PROBLEM TO WORK ON: Show every line from the dataset rows below that contains the word "tree", copying each one in full.

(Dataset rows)
____________________

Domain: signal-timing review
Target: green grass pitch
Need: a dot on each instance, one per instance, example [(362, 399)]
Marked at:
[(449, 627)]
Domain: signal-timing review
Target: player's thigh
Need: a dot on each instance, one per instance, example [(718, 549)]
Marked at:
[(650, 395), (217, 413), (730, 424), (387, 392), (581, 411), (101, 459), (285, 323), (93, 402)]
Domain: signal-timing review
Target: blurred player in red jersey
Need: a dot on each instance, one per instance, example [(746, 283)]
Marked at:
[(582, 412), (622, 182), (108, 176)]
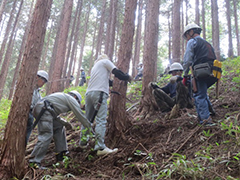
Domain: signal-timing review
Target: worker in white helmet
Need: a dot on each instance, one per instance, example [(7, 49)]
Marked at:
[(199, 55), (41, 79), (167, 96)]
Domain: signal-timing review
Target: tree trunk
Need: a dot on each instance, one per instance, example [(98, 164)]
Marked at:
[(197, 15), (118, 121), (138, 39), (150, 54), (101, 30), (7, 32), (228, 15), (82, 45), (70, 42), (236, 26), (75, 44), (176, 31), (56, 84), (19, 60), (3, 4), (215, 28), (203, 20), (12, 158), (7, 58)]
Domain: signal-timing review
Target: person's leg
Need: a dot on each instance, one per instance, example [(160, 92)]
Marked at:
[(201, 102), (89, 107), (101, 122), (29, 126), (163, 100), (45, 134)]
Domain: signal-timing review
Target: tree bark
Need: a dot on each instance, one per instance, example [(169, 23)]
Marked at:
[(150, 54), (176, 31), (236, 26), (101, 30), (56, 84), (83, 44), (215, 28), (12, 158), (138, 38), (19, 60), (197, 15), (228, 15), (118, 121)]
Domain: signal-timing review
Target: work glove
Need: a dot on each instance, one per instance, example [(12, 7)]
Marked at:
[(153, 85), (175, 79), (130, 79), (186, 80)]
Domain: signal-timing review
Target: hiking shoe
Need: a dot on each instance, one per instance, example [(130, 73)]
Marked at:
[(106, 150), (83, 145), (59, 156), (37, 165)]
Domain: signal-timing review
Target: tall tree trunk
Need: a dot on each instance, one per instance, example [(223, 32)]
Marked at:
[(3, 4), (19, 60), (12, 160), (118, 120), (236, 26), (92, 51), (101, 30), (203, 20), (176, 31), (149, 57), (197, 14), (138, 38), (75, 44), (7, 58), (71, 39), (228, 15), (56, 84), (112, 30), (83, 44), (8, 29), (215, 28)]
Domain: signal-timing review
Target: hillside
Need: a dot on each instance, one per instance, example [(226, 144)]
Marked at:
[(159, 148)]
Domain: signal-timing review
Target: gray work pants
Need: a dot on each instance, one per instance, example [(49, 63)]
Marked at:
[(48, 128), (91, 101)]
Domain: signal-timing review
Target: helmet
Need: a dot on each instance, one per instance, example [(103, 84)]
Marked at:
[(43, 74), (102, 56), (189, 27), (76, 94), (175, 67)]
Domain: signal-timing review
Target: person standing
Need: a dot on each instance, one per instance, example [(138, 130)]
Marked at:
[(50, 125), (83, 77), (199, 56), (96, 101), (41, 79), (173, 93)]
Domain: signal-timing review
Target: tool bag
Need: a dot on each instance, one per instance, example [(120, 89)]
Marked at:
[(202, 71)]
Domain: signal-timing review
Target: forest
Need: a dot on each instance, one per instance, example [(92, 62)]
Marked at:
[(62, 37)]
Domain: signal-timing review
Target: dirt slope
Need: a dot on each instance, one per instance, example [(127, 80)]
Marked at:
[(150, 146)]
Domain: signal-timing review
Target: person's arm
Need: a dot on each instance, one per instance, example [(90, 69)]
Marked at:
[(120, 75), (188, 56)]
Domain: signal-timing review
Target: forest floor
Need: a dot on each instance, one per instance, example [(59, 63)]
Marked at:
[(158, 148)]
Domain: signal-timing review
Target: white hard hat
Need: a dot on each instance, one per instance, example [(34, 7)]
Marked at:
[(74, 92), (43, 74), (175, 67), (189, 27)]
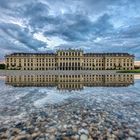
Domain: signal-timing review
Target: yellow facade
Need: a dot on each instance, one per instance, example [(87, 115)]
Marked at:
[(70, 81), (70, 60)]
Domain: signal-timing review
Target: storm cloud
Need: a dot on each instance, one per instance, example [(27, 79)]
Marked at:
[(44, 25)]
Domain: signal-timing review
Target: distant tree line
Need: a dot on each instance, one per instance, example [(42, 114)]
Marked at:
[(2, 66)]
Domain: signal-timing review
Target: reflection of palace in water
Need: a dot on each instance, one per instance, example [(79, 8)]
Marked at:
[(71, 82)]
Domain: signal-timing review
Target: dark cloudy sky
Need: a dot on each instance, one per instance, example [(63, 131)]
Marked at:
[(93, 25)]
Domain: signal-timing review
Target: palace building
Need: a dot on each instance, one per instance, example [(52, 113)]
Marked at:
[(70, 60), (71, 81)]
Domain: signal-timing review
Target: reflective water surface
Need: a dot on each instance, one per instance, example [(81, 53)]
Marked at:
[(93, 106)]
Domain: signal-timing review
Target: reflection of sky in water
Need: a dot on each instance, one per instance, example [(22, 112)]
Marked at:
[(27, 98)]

____________________

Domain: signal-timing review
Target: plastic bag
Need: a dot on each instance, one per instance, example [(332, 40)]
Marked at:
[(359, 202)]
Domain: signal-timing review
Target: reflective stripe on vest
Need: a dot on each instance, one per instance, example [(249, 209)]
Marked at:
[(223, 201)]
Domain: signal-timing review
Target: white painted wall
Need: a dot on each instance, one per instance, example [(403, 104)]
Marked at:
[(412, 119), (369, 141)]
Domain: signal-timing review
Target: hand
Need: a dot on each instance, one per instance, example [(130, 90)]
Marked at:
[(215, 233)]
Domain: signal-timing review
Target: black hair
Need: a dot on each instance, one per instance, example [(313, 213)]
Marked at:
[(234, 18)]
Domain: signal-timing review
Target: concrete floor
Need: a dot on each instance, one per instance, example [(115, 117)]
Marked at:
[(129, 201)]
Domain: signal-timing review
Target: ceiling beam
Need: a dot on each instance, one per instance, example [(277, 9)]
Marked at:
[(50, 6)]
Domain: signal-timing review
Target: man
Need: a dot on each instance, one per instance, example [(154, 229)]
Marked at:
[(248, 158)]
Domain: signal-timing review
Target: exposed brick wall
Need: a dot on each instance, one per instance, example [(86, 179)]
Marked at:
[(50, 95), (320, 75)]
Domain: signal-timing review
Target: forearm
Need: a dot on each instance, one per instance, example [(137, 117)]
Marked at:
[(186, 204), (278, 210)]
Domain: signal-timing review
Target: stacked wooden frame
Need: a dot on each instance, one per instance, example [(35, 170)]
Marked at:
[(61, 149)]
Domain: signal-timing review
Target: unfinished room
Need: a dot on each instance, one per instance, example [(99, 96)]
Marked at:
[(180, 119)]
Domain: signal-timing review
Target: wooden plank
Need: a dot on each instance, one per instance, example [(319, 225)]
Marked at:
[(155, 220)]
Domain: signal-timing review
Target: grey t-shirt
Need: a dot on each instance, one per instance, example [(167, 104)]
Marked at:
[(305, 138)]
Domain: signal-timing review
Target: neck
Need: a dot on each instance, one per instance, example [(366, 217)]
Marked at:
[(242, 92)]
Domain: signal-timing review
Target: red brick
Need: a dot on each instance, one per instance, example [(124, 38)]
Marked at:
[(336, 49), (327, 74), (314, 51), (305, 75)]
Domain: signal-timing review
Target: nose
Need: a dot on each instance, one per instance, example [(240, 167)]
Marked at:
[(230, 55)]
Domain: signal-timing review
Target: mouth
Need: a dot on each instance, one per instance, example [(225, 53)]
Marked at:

____________________

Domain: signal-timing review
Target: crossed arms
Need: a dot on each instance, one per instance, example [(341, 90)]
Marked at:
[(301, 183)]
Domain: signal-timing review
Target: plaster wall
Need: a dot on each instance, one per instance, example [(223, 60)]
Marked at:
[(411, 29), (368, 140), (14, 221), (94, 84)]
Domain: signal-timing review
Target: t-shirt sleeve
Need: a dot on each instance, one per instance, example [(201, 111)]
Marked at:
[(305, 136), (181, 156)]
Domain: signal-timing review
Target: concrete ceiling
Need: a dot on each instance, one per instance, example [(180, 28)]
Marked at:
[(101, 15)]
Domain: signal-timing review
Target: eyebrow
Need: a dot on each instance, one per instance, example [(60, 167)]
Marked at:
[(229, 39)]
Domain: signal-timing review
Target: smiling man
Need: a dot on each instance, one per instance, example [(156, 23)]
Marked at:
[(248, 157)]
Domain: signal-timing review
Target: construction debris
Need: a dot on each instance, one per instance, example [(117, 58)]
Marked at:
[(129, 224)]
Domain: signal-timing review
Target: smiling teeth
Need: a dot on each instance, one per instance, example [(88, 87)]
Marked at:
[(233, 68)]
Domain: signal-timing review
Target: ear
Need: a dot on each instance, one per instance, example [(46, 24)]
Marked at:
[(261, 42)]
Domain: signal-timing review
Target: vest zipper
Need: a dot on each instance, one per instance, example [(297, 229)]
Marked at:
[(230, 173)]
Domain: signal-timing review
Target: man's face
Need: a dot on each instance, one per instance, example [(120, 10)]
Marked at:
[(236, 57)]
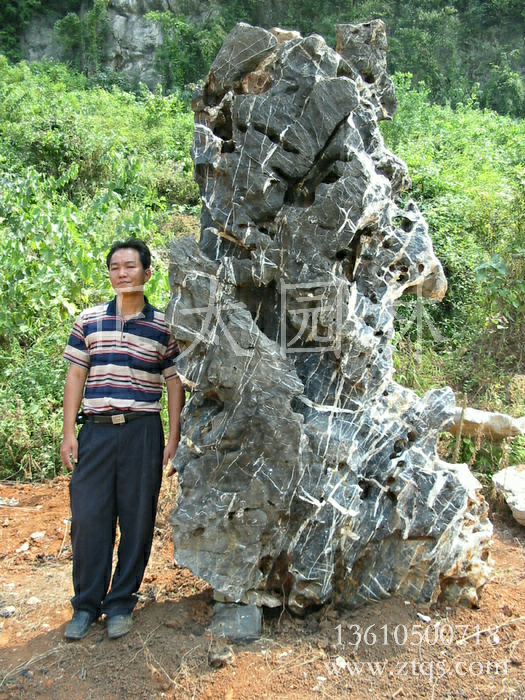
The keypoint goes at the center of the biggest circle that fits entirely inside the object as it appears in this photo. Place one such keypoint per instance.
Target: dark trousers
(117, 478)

____________________

CORRECT ANSWER:
Target: tree trunk
Target: tree bark
Target: tall tree trunk
Target: distant tree line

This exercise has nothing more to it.